TASK INPUT.
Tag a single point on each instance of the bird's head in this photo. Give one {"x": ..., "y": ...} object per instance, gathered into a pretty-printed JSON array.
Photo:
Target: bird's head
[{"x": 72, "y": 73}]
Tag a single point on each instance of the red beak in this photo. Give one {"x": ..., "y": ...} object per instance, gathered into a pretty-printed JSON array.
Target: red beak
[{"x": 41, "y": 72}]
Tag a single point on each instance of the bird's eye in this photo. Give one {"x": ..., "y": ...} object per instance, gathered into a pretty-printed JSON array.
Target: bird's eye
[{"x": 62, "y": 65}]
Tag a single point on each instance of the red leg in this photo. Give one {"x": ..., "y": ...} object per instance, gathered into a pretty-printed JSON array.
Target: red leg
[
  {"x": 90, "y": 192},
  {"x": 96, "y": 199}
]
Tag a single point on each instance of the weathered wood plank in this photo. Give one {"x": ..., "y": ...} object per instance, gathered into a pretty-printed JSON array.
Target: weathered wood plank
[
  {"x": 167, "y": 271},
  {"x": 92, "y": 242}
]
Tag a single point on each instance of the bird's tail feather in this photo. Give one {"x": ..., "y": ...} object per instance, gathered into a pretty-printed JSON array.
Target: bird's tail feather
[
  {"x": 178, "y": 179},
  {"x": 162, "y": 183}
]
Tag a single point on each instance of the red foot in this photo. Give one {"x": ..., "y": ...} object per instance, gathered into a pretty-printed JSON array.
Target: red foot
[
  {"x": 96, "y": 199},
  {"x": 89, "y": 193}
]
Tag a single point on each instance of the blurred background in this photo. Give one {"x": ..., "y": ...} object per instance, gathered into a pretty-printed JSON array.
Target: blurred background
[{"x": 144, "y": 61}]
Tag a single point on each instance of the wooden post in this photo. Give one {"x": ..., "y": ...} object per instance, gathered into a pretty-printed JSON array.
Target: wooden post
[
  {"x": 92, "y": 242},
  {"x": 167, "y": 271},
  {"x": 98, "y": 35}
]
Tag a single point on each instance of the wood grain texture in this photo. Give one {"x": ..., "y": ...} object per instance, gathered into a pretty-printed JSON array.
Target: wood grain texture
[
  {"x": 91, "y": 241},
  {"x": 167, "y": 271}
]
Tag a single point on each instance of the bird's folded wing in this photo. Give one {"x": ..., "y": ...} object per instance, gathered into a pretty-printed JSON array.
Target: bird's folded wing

* * *

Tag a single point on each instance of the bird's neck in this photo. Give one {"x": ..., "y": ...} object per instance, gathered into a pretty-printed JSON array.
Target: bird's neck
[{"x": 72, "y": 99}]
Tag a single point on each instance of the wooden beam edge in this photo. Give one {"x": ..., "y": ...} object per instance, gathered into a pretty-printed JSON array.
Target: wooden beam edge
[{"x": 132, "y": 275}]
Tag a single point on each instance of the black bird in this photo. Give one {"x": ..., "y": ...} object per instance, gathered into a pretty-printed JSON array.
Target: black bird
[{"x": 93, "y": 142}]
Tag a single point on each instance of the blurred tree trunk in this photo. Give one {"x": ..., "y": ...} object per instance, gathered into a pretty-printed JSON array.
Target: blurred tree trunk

CHALLENGE.
Begin at the line that has "Tag a single point on each instance of the wooden beam" and stop after the line that has "Target: blurred tree trunk", and write those lines out again with every request kept as is. In the answers, scale each x and y coordinate by 1.45 and round to whole numbers, with halves rounded up.

FINISHED EXERCISE.
Tag a single point on each instance of the wooden beam edge in this photo. Give one {"x": ..., "y": ...} object per instance, gathered into a pretty-printed JSON array.
Target: wooden beam edge
[{"x": 191, "y": 399}]
Tag a single point on each instance of the black bird in this photo. Give one {"x": ..., "y": ...} object per instance, gathered into a pretty-printed JSON array.
Target: black bird
[{"x": 135, "y": 206}]
Tag a single point on each instance of the blurred tree trunk in this photo. Give one {"x": ..., "y": ...} object per instance, gathered into a pretty-printed JSON array.
Target: blurred tree trunk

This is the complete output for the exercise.